# Work to do
Please answer from the forum thread below: according to Rodrigo R, the number of virgin guys is probably much higher than what percentage?

Sorry, but tarring MGTOW as being 'misogynists' is unfair with all due respect. Many people are quick to judge them without actually reading their arguments through. I'm not saying I agree with everything they say, but they really do make some excellent points.

Women having an easier time is already starting to make itself known in the national press and in numerous articles:

http://www.dailymail.co.uk/femail/a...far-promiscuous-men-says-shock-new-study.html

http://www.telegraph.co.uk/news/new...women-have-more-sexual-partners-than-men.html

http://www.marieclaire.co.uk/news/health/290456/women-have-more-sexual-partners-than-men-just.html

http://metro.co.uk/2015/12/13/we-know-how-much-sex-you-had-this-year-5563056/

http://www.returnofkings.com/76042/...rms-that-women-lie-about-their-sexual-history

I have little doubt that this issue will continue to grow and it's just very unfortunate we're the first generation of men who are seeing this - especially if you're a quieter male like myself who's simply ignored regardless of effort. Give it another 10 or 15 years and what we see above will be considerably more widespread. I think only then will be begin to see a fairer dating game, with at least some balance restored. If not, an increasing amount of men will turn to MGTOW and there will be an ever dwindling number of single men making themselves available as they know only certain types of men stand a chance of having success.


----------



## SaladDays (Nov 26, 2013)

Paul said:


> When (well, if) you grow up, you won't care what didn't happen in your 20s.


Right because sex is irrelevant and when you mature you'll stop caring about it kk.

Being a virgin is also a strong indication you haven't ever had a romantic partner so most people definitely regret wasting 5, 10, 15, 20 years of their lifes or their entire lives away without any romantic contact with somebody


----------



## LemonBones (Sep 25, 2015)

Oh ffs. Incels because of SA must make up about half of that amount too. **** life.


----------



## Rodrigo R (Aug 19, 2015)

You shouldn't believe that study, a lot of guys would lie telling they're not virgins anymore, a lot of guys lie about it, so probably the amount of virgin guys is much higher than 5%


----------



## Swanhild (Nov 26, 2012)

Rodrigo R said:


> You shouldn't believe that study, a lot of guys would lie telling they're not virgins anymore, a lot of guys lie about it, so probably the amount of virgin guys is much higher than 5%


Why would someone lie on an anonymous survey?


----------



## Mammagamma (Dec 9, 2015)

# Data extract

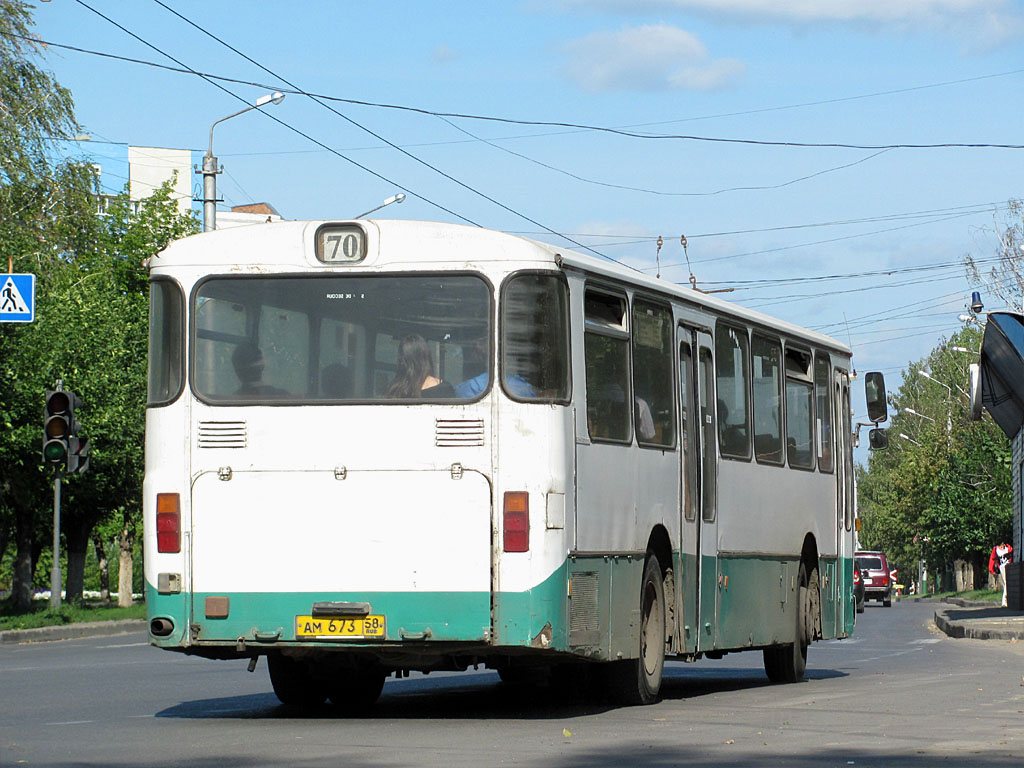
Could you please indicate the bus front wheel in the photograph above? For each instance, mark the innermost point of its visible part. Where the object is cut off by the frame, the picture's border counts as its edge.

# Response to the task
5%